* **Provided text**
*** Begin section ***
Adam Graves, president of Nestle U.S.'s pizza and snacking division, said the company is leaning into the air fryer boom through its frozen food brands, specifically to offer customers more value.
"It's the biggest trend that we're seeing right now in modern cooking," said Graves, who owns two air fryers himself.
Last year, Nestle launched pizza bites under its DiGiorno and Stouffer's brands. Both lines' packaging tells consumers "Try It in Your Air Fryer." Other Nestle products, like Hot Pockets, now include air fryer cooking instructions alongside directions for heating up in the microwave and oven.
Tyson Foods jumped on the trend relatively early, launching its air-fried line in 2019. The products, ranging from chicken strips to its newest addition, parmesan-seasoned chicken bites, contain 75% less fat. Colleen Hall, senior marketing director of the Tyson brand, said the line has reached roughly $100 million in annual retail sales.
Tyson is also a third of the way through adding air fryer directions to its packaging for its frozen prepared foods.
"If you look at how often it gets used as a preparation method, it's around 5%," Hall said. "I think consumers want to use it more, they want more options to use it. So it's good timing for us to be putting it on our packaging."
The air fryer directions are boosting Tyson's brand favorability, according to Hall, who cited recent brand health data. She chalked it up to the convenience of the appliance and the perceived health benefits of the cooking process.
*** End section ***
* **What this exercise asks**
[1] List every Nestle brand named in the air fryer article.
[2] Repeat the passage of the air fryer article that begins with the words containing "Last year, Nestle" and ends with "microwave and oven.".
[3] Write the next part of the air fryer article, picking up after its final sentence.
The lines that come next are separate material and are not part of the air fryer article.

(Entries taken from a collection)
*** Begin section ***
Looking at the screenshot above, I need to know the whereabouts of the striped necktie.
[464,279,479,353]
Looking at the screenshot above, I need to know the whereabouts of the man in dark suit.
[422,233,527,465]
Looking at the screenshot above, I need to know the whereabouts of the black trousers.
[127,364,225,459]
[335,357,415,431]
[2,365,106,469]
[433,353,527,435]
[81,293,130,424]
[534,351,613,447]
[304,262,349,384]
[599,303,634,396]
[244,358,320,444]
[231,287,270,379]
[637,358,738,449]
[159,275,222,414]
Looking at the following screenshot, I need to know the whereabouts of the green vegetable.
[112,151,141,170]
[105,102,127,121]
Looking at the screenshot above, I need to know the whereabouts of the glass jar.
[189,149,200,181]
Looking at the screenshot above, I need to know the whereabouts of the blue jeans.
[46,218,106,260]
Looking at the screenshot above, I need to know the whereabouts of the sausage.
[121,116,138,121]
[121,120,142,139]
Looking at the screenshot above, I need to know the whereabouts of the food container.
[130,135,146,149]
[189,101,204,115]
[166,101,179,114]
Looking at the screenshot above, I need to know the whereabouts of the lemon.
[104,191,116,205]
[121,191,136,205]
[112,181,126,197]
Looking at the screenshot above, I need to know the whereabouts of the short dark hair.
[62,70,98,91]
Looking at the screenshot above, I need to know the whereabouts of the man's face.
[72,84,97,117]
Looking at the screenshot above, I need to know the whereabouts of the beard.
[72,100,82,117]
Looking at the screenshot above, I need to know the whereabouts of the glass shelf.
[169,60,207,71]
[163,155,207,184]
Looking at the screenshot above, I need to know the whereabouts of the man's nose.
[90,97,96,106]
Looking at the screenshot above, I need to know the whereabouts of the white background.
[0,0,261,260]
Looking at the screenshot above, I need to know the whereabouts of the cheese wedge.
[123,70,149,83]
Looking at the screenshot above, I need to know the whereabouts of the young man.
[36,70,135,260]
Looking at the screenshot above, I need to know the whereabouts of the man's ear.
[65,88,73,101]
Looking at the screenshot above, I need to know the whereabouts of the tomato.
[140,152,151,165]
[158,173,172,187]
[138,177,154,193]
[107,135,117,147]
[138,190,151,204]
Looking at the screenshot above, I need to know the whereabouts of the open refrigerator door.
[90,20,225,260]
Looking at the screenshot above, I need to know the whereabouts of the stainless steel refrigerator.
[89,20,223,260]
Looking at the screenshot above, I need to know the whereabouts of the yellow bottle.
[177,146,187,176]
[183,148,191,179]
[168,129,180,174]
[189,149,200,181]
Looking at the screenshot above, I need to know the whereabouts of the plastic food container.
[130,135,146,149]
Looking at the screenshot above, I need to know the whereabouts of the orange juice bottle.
*** End section ***
* **Responses by item number**
[1] DiGiorno, Stouffer's, Hot Pockets

[2]
Last year, Nestle launched pizza bites under its DiGiorno and Stouffer's brands. Both lines' packaging tells consumers "Try It in Your Air Fryer." Other Nestle products, like Hot Pockets, now include air fryer cooking instructions alongside directions for heating up in the microwave and oven.

[3]
For fishstick maker Gorton's Seafood, getting more into air frying is a means of holding on to the customers it gained during pandemic lockdowns.
"[The pandemic] was a pretty dramatic shift that brought a lot of new households into our category and into the brand," Jake Holbrook, Gorton's vice president of marketing, told CNBC. "And we've worked hard through our messaging and our products to keep those consumers in the category and keep Americans eating more seafood."
The bandwagon is filling up
Air frying is the second-most popular way to heat up frozen prepared foods, according to Holbrook.
The company, which is owned by Nissui, got into the trend by putting air fryer cooking instructions on its website. Then it added the directions to packaging. In January, it unveiled Air Fried Butterfly Shrimp and Air Fried Fish Fillets.
Gorton's new butterfly shrimp and fish fillets were cooked by air frying before being packaged, and consumers can choose to heat the seafood by air frying it again or using an oven. The products' packaging touts that it contains 50% less fat.
"Everyone will jump on this bandwagon for the next two years while it's trendy," Harris said.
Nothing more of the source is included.